- _Provided text_:
::::::::::

Each year knee injuries are among the most frequent causes of sports-related injuries in high school athletes. One of the most common injuries is damage to the anterior cruciate ligament, more commonly known as the ACL.

The ACL provides stability to the knee and minimizes stress across the knee joint. The importance of a strong ACL is amplified in athletes, especially in sports like basketball and football, where the ability to accelerate, decelerate, jump and cut is important. Damage to the ACL can cause improper knee function and mobility and can lead to further knee structure damage, including damage to the meniscus and articular cartilage.

Signs You May Be Injured

These types of injuries most frequently occur during a non-contact incident, such as a football player making a sudden cut or change in direction, or a basketball player landing after a jump shot or lay-up. When this happens, athletes will most likely hear a pop, followed by significant swelling of the knee. When an injury does occur, it is critical the athlete receives a complete physical to assess not only the injured ACL, but the other structures around the knee. This includes undergoing imaging studies including an X-Ray and MRI to help assist in making a proper diagnosis and determining what treatment should follow.

::::::::::

- _Questions to answer_:
1. Update the ACL article from "The ACL provides" to "and articular cartilage.", replacing "basketball" with "soccer".
2. According to the ACL article, what will athletes most likely hear when this kind of knee injury happens?
3. Translate this sentence from the ACL article into Spanish: "The ACL provides stability to the knee and minimizes stress across the knee joint."
The data below comes from a different source than the ACL article.

- _Dataset excerpts_:
::::::::::

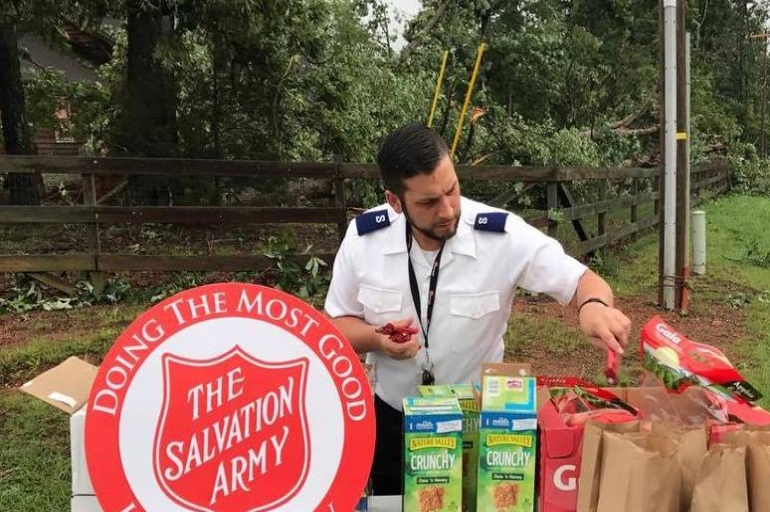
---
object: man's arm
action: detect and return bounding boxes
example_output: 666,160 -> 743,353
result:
570,270 -> 631,354
331,316 -> 420,359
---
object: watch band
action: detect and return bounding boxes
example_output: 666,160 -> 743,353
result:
578,297 -> 610,315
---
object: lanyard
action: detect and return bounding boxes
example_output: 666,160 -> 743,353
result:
406,222 -> 444,354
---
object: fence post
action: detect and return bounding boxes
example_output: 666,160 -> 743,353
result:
596,174 -> 608,236
334,162 -> 348,243
631,178 -> 639,242
82,174 -> 105,298
545,181 -> 559,237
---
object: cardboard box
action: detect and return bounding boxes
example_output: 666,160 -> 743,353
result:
403,397 -> 463,512
417,384 -> 481,512
19,357 -> 98,500
477,365 -> 537,512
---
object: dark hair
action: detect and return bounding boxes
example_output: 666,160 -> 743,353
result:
377,124 -> 449,196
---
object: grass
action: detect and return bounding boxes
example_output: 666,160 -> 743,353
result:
0,196 -> 770,512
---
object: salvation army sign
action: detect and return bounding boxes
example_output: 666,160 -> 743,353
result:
85,283 -> 375,512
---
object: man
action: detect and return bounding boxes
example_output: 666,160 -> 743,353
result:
325,125 -> 630,494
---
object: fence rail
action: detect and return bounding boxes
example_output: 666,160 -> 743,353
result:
0,156 -> 730,280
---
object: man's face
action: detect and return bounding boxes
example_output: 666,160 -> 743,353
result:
386,155 -> 460,241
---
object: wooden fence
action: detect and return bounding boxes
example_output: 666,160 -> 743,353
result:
0,156 -> 730,290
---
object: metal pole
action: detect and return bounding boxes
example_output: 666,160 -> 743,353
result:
661,0 -> 677,310
449,43 -> 487,158
428,50 -> 449,128
762,39 -> 767,158
682,32 -> 692,311
674,1 -> 690,311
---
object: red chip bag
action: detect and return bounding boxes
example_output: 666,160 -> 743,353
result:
538,378 -> 638,426
641,316 -> 762,403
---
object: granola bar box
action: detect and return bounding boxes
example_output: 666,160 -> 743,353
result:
403,396 -> 463,512
418,384 -> 481,512
477,375 -> 537,512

::::::::::

- _Results of the exercise_:
1.
The ACL provides stability to the knee and minimizes stress across the knee joint. The importance of a strong ACL is amplified in athletes, especially in sports like soccer and football, where the ability to accelerate, decelerate, jump and cut is important. Damage to the ACL can cause improper knee function and mobility and can lead to further knee structure damage, including damage to the meniscus and articular cartilage.

2. A pop, followed by significant swelling of the knee.

3. El LCA proporciona estabilidad a la rodilla y minimiza la tensión en la articulación de la rodilla.